Text for analysis -
Meloxicam excretion is predominantly in the form of metabolites, and occurs to equal extents in the urine and feces. Only traces of the unchanged parent compound are excreted in the urine (0.2%) and feces (1.6%). The extent of the urinary excretion was confirmed for unlabeled multiple 7.5 mg doses: 0.5%, 6% and 13%of the dose were found in urine in the form of meloxicam, and the 5'‑hydroxymethyl and 5'‑carboxy metabolites, respectively. There is significant biliary and/or enteral secretion of the drug. This was demonstrated when oral administration of cholestyramine following a single IV dose of meloxicam decreased the AUC of meloxicam by 50%.
The mean elimination half-life (t1/2) ranges from 15 hours to 20 hours. The elimination half-life is constant across dose levels indicating linear metabolism within the therapeutic dose range. Plasma clearance ranges from 7 to 9 mL/min.
Elderly males (≥ 65 years of age) exhibited meloxicam plasma concentrations and steady state pharmacokinetics similar to young males. Elderly females (≥65 years of age) had a 47% higher AUCss and 32% higher Cmax,ss as compared to younger females (≤ 55 years of age) after body weight normalization. Despite the increased total concentrations in the elderly females, the adverse event profile was comparable for both elderly patient populations. A smaller free fraction was found in elderly female patients in comparison to elderly male patients.
Young females exhibited slightly lower plasma concentrations relative to young males. After single doses of 7.5 mg meloxicam, the mean elimination half-life was 19.5 hours for the female group as compared to 23.4 hours for the male group. At steady state, the data were similar (17.9 hours vs. 21.4 hours). This pharmacokinetics difference due to gender is likely to be of little clinical importance. There was linearity of pharmaco-kinetics and no appreciable difference in the Cmax or Tmax across genders.
Following a single 15 mg dose of meloxicam there was no marked difference in plasma concentrations in subjects with mild (Child-Pugh Class I) and moderate (Child-Pugh Class II) hepatic impairment compared to healthy volunteers. Protein binding of meloxicam was not affected by hepatic insufficiency. No dose adjustment is necessary in mild to moderate hepatic insufficiency. Patients with severe hepatic impairment (Child-Pugh Class III) have not been adequately studied.

Data -

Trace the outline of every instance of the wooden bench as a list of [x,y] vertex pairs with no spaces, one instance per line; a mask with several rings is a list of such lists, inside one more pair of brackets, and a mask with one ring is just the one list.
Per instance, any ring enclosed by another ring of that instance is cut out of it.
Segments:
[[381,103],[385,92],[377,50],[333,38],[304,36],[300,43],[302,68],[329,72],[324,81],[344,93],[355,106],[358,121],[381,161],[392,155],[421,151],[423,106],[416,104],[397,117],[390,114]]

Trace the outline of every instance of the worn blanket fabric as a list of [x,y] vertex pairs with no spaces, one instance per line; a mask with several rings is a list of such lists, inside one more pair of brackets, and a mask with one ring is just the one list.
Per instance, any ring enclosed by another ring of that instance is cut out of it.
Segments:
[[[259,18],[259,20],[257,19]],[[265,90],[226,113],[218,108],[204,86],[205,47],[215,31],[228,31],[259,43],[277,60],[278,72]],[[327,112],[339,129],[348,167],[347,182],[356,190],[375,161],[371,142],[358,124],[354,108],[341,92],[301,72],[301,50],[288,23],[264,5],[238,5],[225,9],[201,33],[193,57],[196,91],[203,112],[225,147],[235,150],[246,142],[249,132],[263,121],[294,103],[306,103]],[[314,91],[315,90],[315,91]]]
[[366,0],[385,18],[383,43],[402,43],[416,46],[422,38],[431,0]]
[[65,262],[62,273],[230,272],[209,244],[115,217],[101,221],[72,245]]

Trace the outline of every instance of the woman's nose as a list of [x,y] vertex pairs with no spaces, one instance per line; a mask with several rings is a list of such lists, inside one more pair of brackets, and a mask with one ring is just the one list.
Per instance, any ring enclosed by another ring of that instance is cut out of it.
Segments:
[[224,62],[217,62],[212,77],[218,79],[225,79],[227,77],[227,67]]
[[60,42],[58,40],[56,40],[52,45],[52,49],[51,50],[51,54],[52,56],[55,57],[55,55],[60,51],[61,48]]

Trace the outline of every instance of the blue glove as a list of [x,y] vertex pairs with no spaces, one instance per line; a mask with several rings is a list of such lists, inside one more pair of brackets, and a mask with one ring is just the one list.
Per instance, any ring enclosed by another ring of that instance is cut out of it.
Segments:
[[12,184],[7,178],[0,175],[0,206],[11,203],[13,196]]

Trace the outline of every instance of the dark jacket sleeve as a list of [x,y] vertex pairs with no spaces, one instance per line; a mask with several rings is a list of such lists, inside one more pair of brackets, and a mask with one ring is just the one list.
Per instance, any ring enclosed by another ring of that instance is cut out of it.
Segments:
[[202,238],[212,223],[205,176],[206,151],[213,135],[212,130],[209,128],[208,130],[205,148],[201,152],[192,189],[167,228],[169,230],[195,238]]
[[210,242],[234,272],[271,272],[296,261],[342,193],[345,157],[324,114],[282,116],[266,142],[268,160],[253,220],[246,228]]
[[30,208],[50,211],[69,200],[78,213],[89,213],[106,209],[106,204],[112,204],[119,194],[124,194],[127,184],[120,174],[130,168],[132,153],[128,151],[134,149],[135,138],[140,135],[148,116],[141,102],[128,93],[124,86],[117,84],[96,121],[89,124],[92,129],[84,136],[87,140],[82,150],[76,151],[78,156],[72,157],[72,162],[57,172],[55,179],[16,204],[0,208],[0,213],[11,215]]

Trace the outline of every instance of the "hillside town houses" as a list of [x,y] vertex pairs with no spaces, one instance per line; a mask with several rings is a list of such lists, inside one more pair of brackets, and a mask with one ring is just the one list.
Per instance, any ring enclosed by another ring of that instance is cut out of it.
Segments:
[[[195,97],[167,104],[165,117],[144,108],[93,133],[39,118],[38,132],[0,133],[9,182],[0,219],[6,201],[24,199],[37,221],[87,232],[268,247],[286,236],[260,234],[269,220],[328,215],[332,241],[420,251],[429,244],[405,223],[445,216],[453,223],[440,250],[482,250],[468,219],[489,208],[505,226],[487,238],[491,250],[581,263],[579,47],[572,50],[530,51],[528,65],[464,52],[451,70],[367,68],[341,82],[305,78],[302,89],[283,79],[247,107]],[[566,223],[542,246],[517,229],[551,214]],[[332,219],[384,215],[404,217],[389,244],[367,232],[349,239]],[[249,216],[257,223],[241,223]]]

What to work on -
[1] Set down, word for word, the part of the meloxicam pharmacokinetics passage that runs from "Young females exhibited" to "Tmax across genders.".
[2] Supply the next part of the meloxicam pharmacokinetics passage, beginning after its final sentence.

Set of answers -
[1]
Young females exhibited slightly lower plasma concentrations relative to young males. After single doses of 7.5 mg meloxicam, the mean elimination half-life was 19.5 hours for the female group as compared to 23.4 hours for the male group. At steady state, the data were similar (17.9 hours vs. 21.4 hours). This pharmacokinetics difference due to gender is likely to be of little clinical importance. There was linearity of pharmaco-kinetics and no appreciable difference in the Cmax or Tmax across genders.

[2]
Meloxicam pharmacokinetics have been investigated in subjects with different degrees of renal insufficiency. Total drug plasma concentrations decreased with the degree of renal impairment while free AUC values were similar. Total clearance of meloxicam increased in these patients probably due to the increase in free fraction leading to an increased metabolic clearance. There is no need for dose adjustment in patients with mild to moderate renal failure (CrCL >15 mL/min). Patients with severe renal insufficiency have not been adequately studied. The use of meloxicam in subjects with severe renal impairment is not recommended (see WARNINGS, Advanced Renal Disease).
Following a single dose of meloxicam, the free Cmax plasma concentrations were higher in patients with renal failure on chronic hemodialysis (1% free fraction) in comparison to healthy volunteers (0.3% free fraction). Hemodialysis did not lower the total drug concentration in plasma; therefore, additional doses are not necessary after hemodialysis. Meloxicam is not dialyzable.
The use of meloxicam for the treatment of the signs and symptoms of osteoarthritis of the knee and hip was evaluated in a 12-week double-blind controlled trial. Meloxicam (3.75 mg, 7.5 mg and 15 mg daily) was compared to placebo. The four primary endpoints were investigator’s global assessment, patient global assessment, patient pain assessment, and total WOMAC score (a self-administered questionnaire addressing pain, function and stiffness). Patients on meloxicam 7.5 mg daily and meloxicam 15 mg daily showed significant improvement in each of these endpoints compared with placebo.
The use of meloxicam for the management of signs and symptoms of osteoarthritis was evaluated in six double-blind, active-controlled trials outside the U.S. ranging from 4 weeks to 6 months duration. In these trials, the efficacy of meloxicam, in doses of 7.5 mg/day and 15 mg/day, was comparable to piroxicam 20 mg/day and diclofenac SR 100 mg/day and consistent with the efficacy seen in the U.S. trial.
Carefully consider the potential benefits and risks of meloxicam and other treatment options before deciding to use meloxicam. Use the lowest effective dose for the shortest duration consistent with individual patient treatment goals (see WARNINGS).
Meloxicam should not be given to patients who have experienced asthma, urticaria, or allergic-type reactions after taking aspirin or other NSAIDs. Severe, rarely fatal, anaphylactic-like reactions to NSAIDs have been reported in such patients (see WARNINGS, Anaphylactoid Reactions, and PRECAUTIONS, Pre-existing Asthma).
Clinical trials of several COX-2 selective and nonselective NSAIDs of up to three years duration have shown an increased risk of serious cardiovascular (CV) thrombotic events, myocardial infarction, and stroke, which can be fatal. All NSAIDs, both COX-2 selective and nonselective, may have a similar risk. Patients with known CV disease or risk factors for CV disease may be at greater risk. To minimize the potential risk for an adverse CV event in patients treated with an NSAID, the lowest effective dose should be used for the shortest duration possible. Physicians and patients should remain alert for the development of such events, even in the absence of previous CV symptoms. Patients should be informed about the signs and/or symptoms of serious CV events and the steps to take if they occur.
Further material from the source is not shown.